◆ Selected passage ◆
/---

The double-hardening constitutive model includes two hardening parameters, plastic volumetric strain and plastic shear strain, and its yield function is:

$${f}^{f}=\frac{{\sigma }_{m}^{f}}{1-{({\eta }^{f}/\alpha )}^{n}}-H$$
(72)
$$\alpha ={\alpha }_{m}\left[1.0-{c}_{1}exp\left({\varepsilon }_{s}^{fp}/{c}_{2}\right)\right]$$
(73)
$$H={p}_{0}exp\left(\beta {\varepsilon }_{v}^{fp}\right)$$
(74)

where:

$${\eta }^{f}=\frac{{\sigma }_{s}^{f}}{{\sigma }_{m}^{f}}$$
(75)
$$\beta =\frac{1+{e}_{0}}{\lambda {\prime}-{\rm K}}$$
(76)

In order to better reflect the deformation characteristics of frictional elements, the non-associated flow law is adopted, that is, the yield function and the plastic potential function are the same. The plastic potential function is:

$${g}^{f}=\frac{{\sigma }_{m}^{f}}{1-{({\eta }^{f}/\alpha )}^{{n}_{1}}}-H$$
(77)

According to the flow rule:

$${d\varepsilon }_{v}^{fp}=d\Lambda \frac{\partial {g}^{f}}{\partial {\sigma }_{m}^{f}}$$
(78)
$${d\varepsilon }_{s}^{fp}=d\Lambda \frac{\partial {g}^{f}}{\partial {\sigma }_{s}^{f}}$$
(79)

in which \(d\Lambda >0\).

The consistency condition is applied Eq. (72), i.e.

\---

◆ Listed entries ◆
/---

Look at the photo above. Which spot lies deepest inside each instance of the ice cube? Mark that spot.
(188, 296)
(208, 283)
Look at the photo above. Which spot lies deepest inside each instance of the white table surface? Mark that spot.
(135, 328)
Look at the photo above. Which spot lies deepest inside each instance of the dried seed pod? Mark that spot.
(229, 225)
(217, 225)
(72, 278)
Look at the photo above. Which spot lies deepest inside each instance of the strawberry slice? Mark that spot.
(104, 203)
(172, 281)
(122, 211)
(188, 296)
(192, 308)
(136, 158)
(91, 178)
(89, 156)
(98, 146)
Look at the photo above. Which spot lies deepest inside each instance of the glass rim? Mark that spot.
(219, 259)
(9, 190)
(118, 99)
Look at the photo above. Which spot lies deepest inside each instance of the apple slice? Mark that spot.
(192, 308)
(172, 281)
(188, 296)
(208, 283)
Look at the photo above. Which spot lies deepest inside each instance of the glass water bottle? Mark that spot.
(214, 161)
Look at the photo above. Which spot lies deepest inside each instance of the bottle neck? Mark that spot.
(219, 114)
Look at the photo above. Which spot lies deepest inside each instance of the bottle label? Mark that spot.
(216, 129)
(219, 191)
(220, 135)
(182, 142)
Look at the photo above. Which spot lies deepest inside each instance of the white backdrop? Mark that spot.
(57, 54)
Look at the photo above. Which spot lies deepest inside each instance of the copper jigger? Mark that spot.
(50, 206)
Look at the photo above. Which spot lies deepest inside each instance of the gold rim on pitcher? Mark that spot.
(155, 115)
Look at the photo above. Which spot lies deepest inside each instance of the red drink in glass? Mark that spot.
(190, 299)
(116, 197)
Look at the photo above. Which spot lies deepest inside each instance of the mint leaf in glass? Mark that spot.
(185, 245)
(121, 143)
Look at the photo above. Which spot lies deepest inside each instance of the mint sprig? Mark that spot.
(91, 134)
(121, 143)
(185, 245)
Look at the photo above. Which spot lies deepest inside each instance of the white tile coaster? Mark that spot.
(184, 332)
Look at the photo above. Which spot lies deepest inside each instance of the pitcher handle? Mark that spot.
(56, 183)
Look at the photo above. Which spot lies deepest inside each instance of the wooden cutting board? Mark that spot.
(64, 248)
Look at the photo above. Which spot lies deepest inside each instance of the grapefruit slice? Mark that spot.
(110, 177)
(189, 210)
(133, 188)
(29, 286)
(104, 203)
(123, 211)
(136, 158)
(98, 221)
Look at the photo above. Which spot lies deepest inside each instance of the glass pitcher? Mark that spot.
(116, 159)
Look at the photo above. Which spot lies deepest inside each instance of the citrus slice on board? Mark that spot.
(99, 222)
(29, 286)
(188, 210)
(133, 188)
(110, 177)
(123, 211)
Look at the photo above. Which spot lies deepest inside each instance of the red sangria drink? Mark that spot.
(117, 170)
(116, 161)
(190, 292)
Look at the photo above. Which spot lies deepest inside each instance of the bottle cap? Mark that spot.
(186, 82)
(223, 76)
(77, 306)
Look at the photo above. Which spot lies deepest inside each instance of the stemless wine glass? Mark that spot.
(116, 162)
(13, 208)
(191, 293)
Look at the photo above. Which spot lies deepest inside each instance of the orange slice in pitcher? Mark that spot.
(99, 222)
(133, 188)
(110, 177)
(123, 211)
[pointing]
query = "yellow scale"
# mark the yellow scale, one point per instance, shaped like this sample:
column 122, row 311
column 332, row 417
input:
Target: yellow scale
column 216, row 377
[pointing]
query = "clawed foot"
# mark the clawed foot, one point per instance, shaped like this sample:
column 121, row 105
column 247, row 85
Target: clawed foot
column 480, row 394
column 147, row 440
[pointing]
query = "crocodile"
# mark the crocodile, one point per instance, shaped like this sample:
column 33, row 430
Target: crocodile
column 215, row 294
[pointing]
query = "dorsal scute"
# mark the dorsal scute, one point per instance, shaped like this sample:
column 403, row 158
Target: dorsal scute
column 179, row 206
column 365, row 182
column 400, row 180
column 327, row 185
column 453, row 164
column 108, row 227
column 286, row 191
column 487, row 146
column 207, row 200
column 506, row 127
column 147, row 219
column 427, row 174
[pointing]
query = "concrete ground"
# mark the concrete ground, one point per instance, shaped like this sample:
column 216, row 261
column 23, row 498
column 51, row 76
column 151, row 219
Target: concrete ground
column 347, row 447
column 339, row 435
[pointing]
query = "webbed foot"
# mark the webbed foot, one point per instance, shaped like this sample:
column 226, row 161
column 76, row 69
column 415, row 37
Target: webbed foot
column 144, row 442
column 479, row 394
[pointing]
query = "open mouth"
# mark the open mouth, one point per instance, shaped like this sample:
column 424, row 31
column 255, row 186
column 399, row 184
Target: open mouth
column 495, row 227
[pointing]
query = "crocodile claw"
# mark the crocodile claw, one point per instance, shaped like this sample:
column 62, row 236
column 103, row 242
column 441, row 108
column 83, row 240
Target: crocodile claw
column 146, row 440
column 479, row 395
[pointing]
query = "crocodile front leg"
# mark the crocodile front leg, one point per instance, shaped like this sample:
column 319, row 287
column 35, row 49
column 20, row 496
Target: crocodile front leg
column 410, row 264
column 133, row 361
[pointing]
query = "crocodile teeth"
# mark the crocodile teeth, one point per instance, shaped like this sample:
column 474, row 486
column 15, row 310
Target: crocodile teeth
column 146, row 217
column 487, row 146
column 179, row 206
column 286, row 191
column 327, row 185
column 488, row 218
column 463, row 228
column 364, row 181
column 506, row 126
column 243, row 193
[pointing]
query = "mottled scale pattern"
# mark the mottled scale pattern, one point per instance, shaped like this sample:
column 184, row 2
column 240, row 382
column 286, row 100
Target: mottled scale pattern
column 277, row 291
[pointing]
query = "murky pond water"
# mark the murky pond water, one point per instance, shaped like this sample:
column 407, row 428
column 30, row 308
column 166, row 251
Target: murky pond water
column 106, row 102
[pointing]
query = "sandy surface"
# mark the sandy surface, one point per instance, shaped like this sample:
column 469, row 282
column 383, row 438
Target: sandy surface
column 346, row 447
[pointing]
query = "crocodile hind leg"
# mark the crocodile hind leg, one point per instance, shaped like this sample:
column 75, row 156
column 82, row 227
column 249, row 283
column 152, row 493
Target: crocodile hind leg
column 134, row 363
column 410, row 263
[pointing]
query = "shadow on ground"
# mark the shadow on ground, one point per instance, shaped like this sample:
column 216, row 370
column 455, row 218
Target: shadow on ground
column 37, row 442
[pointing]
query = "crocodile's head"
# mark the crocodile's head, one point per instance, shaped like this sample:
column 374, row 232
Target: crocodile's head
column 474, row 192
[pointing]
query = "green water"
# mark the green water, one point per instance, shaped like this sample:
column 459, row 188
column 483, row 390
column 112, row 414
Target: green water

\---

◆ What to do ◆
1. Using the passage on the double-hardening constitutive model, answer each question below.
(a) Which two hardening parameters does the model include?
(b) What condition does the passage state for dΛ?
(c) To which equation is the consistency condition applied?
2. Continue the passage on the double-hardening constitutive model from the point where it stops.

◆ Outputs for the tasks ◆
1.
(a) Plastic volumetric strain and plastic shear strain.
(b) dΛ > 0.
(c) Eq. (72).

2.
$$\frac{\partial {f}^{f}}{\partial {\sigma }_{m}^{f}}{d\sigma }_{m}^{f}+\frac{\partial {f}^{f}}{\partial {\sigma }_{s}^{f}}{d\sigma }_{s}^{f}+\frac{\partial {f}^{f}}{\partial \alpha }\frac{\partial \alpha }{\partial {\varepsilon }_{s}^{fp}}d{\varepsilon }_{s}^{fp}+\frac{\partial {f}^{f}}{\partial H}\frac{\partial H}{\partial {\varepsilon }_{v}^{fp}}{d\varepsilon }_{v}^{fp}=0$$
(80)

We get:

$$d\Lambda =\frac{1}{h}\left(\frac{\partial {f}^{f}}{\partial {\sigma }_{m}^{f}}{d\sigma }_{m}^{f}+\frac{\partial {f}^{f}}{\partial {\sigma }_{s}^{f}}{d\sigma }_{s}^{f}\right)$$
(81)
$$h=-\frac{\partial {f}^{f}}{\partial H}\frac{\partial H}{\partial {\varepsilon }_{v}^{fp}}\frac{\partial {g}^{f}}{\partial {\sigma }_{m}^{f}}-\frac{\partial {f}^{f}}{\partial \alpha }\frac{\partial \alpha }{\partial {\varepsilon }_{s}^{fp}}\frac{\partial {g}^{f}}{\partial {\sigma }_{s}^{f}}$$
(82)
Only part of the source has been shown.